Data records:
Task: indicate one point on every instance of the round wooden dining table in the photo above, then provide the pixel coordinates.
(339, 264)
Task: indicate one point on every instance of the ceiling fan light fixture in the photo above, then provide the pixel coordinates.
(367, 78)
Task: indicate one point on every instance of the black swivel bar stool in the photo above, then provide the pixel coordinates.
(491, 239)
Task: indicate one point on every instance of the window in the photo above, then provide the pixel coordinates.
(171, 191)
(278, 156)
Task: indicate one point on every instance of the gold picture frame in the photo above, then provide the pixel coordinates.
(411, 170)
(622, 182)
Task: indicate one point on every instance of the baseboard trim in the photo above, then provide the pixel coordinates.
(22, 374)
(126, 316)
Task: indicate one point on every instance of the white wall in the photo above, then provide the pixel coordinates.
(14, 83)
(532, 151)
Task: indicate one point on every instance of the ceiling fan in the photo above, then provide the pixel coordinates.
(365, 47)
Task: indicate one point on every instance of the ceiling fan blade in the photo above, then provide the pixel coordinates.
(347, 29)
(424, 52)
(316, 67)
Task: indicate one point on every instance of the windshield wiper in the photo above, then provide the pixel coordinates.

■ **Instructions for the task**
Output every line above without altering anything.

■ **Answer to the exercise**
Task: indicate one point on every instance of the round wooden dining table in the photo above, then provide the pixel coordinates.
(339, 264)
Task: indicate one point on every instance of the ceiling fan light fixture in the photo above, then provide the pixel coordinates.
(367, 78)
Task: indicate one point on every instance of the black swivel bar stool in the photo above, then provide the pixel coordinates.
(491, 239)
Task: indicate one point on every instance of the window in the photo above, then provide the pixel coordinates.
(171, 191)
(278, 156)
Task: indicate one point on every instance of the gold picture frame in the photo above, then provide the pixel coordinates.
(411, 170)
(622, 182)
Task: indicate one point on every instance of the baseboard trim in the photo above, then provide the pixel coordinates.
(22, 374)
(126, 316)
Task: indicate one point on every instance of the white wall in the photo above, then provide the pixel coordinates.
(14, 83)
(532, 151)
Task: indicate one point on every instance of the ceiling fan in the photo above, then provide the pixel coordinates.
(365, 47)
Task: indicate one point on every instance of the ceiling fan blade in the photo above, then provide the pixel coordinates.
(347, 29)
(424, 52)
(316, 67)
Task: indicate one point on every instance of the windshield wiper in the photo above, then provide the pixel coordinates.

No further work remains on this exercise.